> _ĆWICZENIE_: Które wiersze wpisów zawierają ciąg „test”? Podaj każdy z nich w całości, biorąc pod uwagę wielkość liter.

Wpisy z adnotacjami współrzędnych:
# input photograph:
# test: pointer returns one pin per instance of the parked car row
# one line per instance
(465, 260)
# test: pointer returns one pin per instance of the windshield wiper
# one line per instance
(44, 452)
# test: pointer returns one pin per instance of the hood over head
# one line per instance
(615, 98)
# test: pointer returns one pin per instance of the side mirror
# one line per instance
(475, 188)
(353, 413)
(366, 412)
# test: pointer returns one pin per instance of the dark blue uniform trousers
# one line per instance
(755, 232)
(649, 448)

...

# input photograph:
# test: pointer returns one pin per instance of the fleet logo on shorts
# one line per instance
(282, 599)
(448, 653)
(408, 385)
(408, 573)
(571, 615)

> _ODPOWIEDŹ DO ZADANIA_:
# test: pointer returns one pin per instance of the parked car row
# test: pointer returns one pin per instance of the windshield wiper
# test: pointer returns one pin per instance of the hood over head
# test: pointer returns one pin per instance of the side mirror
# test: pointer returns one pin per instance of the dark blue uniform trousers
# test: pointer returns one pin per instance of the fleet logo on shorts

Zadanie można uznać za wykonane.